Apply what you read.
1/ Can you extract the passage of the blog post on transitions and the meaning of life between "Transitions, Paper Towns" and "toward the future.", inclusive?
2/ How would the blog post on transitions and the meaning of life go on from its final sentence? Write the next part.

So what about you, Minutaur Bloggy People Read Havers? What kind of crazy business are you getting into this summer?

Thursday, May 19, 2011

Transitions, Paper Towns and the Meaning of Life

Blog posts, eh? Those are always nice, I suppose. I should probably write some more of those.

My life is, as it seems to always be, in a state of transition. There are many projects on the horizon: Internet Prom this Saturday, JulNoWriMo (more on that later) and secret series #MB, to name a few. In addition, everything I am personally involved in right now- volunteering at my old high school to get hours for the College of Ed; going through the application and interview process for jobs; even trying to become a YouTube Partner (here's the obligatory plug) is just another step toward the future.

It's like the excellent John Green novel, Paper Towns. If you haven't read it, I won't spoil it, but it's an excellent book and I highly recommend it for anyone. There's a link to get it at the bottom of the post but whatever you do makes no difference to me and I digress. One of the themes of the book is that everything is just preparation for the future. Even when no ideal end is in sight, no point where we think we've the perfect life, we live to survive so that, in the end, we can say our lives had any meaning in the first place.

It makes me think about what I said in this video. Life doesn't really have a singular purpose. That's why the question of the meaning of life often has vague answers like "other people" or "love" or some appeal to theology. Looking at the grand perspective, the majority of our lives will be about "nothing" in the figurative sense. I'm not trying to preach nihilism here. Just because life doesn't have a specific point does not mean life is pointless, worthless or otherwise not worth living. It's just that, like a lot of things, life is not simple enough to be summed up in easy terms.

To kind of try and bring the whole post into a tidy summary, I'd like to use that overused Lennon quote-"Life is what happens when you are busy making other plans." So these transitional periods are much more real than some imagined future. After all, as is said in another John Green book, to imagine the future is a type of nostalgia. It's not life. You're not waiting to "get a life" because you've already got one and this is it.

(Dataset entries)

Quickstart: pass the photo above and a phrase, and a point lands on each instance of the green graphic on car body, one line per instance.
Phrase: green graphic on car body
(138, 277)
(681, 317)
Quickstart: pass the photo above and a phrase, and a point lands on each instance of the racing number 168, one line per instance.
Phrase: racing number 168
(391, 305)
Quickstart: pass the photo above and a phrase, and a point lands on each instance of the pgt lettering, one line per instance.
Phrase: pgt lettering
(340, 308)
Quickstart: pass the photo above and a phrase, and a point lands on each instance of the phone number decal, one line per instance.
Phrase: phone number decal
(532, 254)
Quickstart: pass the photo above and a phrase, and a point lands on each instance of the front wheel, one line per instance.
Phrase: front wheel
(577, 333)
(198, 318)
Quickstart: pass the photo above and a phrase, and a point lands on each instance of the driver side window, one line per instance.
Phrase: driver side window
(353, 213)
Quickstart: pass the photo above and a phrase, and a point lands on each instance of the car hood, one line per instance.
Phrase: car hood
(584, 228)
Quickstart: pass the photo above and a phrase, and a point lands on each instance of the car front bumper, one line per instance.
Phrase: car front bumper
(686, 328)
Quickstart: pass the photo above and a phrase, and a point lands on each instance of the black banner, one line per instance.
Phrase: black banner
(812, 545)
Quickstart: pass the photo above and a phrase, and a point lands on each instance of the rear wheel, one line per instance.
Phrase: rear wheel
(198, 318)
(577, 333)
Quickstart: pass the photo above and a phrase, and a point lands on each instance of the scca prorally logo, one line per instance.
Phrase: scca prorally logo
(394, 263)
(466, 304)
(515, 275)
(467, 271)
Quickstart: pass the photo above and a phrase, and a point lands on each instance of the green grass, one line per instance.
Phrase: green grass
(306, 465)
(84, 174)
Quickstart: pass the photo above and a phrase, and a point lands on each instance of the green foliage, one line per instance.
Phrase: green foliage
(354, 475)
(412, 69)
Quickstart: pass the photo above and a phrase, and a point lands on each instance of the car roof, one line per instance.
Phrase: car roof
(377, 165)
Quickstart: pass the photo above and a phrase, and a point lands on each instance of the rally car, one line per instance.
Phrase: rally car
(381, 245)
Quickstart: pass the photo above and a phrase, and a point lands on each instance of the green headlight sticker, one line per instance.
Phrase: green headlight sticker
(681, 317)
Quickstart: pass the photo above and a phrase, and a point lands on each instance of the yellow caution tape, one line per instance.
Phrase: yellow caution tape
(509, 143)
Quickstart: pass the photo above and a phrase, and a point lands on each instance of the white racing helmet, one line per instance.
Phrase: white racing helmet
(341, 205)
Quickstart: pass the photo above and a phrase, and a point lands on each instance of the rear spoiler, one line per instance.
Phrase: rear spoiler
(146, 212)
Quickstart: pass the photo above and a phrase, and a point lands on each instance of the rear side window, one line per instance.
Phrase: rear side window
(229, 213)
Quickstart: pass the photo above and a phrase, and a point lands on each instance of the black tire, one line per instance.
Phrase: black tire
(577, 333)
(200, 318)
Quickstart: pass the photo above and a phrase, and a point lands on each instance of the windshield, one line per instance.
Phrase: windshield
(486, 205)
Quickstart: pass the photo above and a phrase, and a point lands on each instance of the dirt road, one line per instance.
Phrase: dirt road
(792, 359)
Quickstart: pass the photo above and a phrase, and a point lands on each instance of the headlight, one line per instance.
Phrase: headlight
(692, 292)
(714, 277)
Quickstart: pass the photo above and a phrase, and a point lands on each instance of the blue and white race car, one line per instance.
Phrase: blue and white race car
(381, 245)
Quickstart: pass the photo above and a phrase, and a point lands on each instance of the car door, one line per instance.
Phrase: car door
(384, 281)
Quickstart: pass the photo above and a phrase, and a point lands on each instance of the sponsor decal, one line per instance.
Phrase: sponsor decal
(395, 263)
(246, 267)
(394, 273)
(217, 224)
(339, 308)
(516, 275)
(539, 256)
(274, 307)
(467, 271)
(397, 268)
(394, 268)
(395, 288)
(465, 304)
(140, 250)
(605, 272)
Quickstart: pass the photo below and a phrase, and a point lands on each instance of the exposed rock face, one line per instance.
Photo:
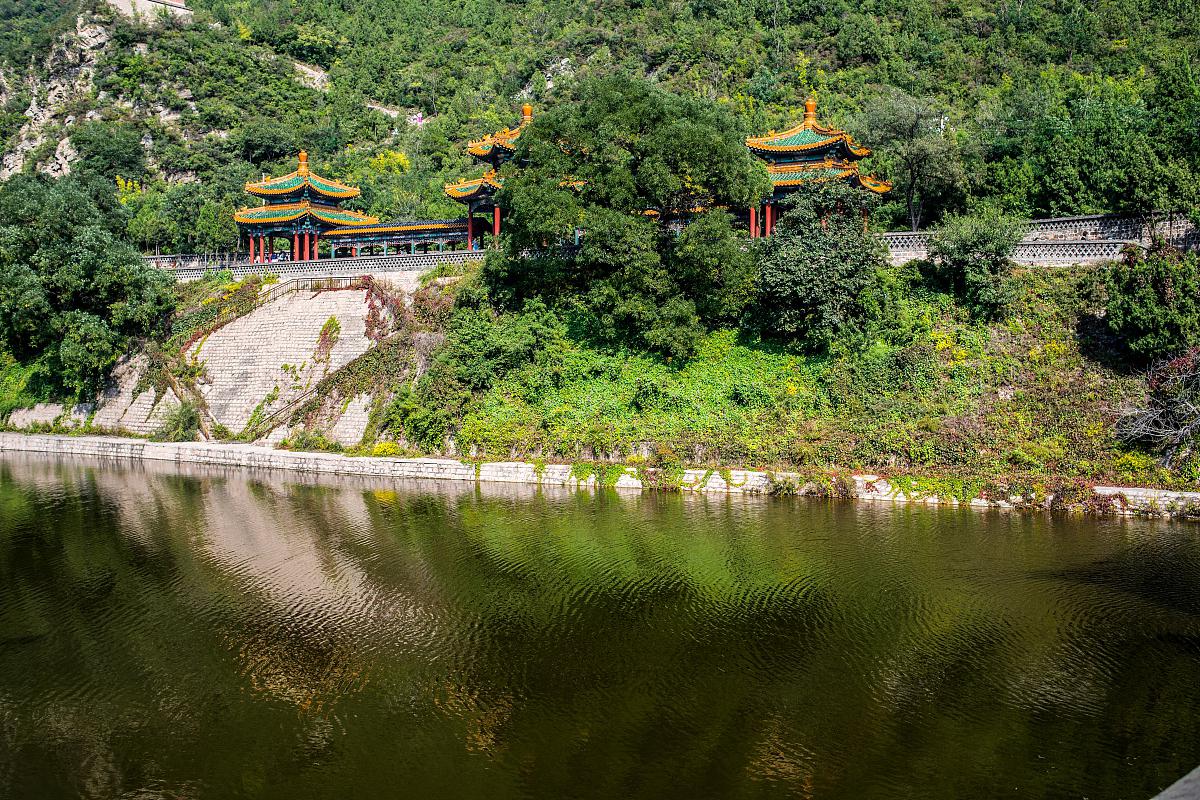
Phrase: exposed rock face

==

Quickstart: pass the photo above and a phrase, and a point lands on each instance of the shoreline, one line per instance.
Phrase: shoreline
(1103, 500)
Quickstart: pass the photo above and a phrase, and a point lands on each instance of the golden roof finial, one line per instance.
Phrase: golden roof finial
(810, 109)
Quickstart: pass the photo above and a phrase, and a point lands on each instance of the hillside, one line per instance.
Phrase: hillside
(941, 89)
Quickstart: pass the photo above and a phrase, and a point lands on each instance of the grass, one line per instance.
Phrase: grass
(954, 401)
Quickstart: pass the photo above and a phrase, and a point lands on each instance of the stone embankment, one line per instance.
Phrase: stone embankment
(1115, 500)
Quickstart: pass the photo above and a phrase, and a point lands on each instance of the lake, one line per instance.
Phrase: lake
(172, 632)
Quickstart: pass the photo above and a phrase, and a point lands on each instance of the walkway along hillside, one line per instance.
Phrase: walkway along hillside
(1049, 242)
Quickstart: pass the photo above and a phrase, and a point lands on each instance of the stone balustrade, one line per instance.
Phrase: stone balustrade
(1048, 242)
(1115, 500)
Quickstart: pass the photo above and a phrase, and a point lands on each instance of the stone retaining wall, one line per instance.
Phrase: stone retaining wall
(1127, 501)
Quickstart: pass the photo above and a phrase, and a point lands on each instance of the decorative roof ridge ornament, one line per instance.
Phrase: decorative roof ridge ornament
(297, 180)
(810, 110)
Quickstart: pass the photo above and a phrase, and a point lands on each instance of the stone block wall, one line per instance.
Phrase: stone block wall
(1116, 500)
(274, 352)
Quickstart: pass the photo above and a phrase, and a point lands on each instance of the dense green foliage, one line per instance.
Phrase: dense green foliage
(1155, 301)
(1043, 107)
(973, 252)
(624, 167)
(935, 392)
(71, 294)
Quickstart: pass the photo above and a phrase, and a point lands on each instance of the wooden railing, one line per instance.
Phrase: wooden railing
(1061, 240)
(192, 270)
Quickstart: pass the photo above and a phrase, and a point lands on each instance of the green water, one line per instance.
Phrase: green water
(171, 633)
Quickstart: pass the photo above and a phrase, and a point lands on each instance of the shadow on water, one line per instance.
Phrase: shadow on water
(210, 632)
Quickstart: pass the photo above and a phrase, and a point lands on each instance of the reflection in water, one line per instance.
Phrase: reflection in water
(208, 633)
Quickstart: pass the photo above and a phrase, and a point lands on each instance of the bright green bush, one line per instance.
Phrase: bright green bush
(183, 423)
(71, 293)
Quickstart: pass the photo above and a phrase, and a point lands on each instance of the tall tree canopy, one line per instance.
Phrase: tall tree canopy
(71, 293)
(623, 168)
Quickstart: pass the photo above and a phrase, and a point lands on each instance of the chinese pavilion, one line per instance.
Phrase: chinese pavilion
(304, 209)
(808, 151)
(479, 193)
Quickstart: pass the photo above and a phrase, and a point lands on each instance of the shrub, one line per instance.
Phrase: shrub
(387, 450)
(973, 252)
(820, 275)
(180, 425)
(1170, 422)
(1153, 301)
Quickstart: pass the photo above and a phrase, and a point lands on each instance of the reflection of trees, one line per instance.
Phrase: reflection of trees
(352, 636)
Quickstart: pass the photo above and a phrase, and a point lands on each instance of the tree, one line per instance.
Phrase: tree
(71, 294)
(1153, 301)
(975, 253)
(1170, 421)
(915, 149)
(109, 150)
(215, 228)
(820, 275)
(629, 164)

Responses by item number.
1/
Transitions, Paper Towns and the Meaning of Life

Blog posts, eh? Those are always nice, I suppose. I should probably write some more of those.

My life is, as it seems to always be, in a state of transition. There are many projects on the horizon: Internet Prom this Saturday, JulNoWriMo (more on that later) and secret series #MB, to name a few. In addition, everything I am personally involved in right now- volunteering at my old high school to get hours for the College of Ed; going through the application and interview process for jobs; even trying to become a YouTube Partner (here's the obligatory plug) is just another step toward the future.

2/
I'm not sure what my point is. Maybe it's that preparation is essentially no different than execution. Maybe I just wanted to get all existential today. Either way, I hope it made some sense.

Monday, May 16, 2011

Take Two

This has been an unexpected ordeal.
Through a series of unfortunate events involving glitchy Blogger servers and a squatting troll, I have had to get an entirely new blog. This one, in case you didn't notice, in which case I'm sure you'll catch on to the whole blogging thing eventually. Don't worry about it.
My first blog post was deleted and my old blog was replaced with mean-spirited, almost nonsensical douchebaggery. Here are some of the things you may have missed from my lost post:
  • My name is Jon Garcia. Hi. Let's be friends.
  • My main Internetular outlet is The Minute Vlog on YouTube, from which you can find my other online interactions I'm sure.
  • I'm a vegetarian. No, I won't rub it in your face. No, I don't count calling meat "dead things" as rubbing it in your face.
  • I'm a feminist. Yes, I am a male, as my name seems to indicate, but feminism is about more than just cis women. More on that later.
  • More and more I'm becoming an activist. Anti-racism, anti-ableist, progressive government and all-around kyriarchy-is-bad, that's me.
  • I have the invisible disabilities of Major Depression, Sensory Integration Disorder and high functioning autism. More on that later too, probably. Feel free to ask about it.
  • I'm a college student. English major and history minor, both for education and yes I realize the irony of this fragmented explanatory sentence.
Hello again. Nice bullets, eh? In light of recent events, I should also point out that despite the nationalities of some of my ancestors, despite my ethnicity and what I call my grandparents and my last name, I do not speak Spanish. English, obviously. A little French even. But no Spanish.
Now that that's through I think I'm done for now. Oy vei.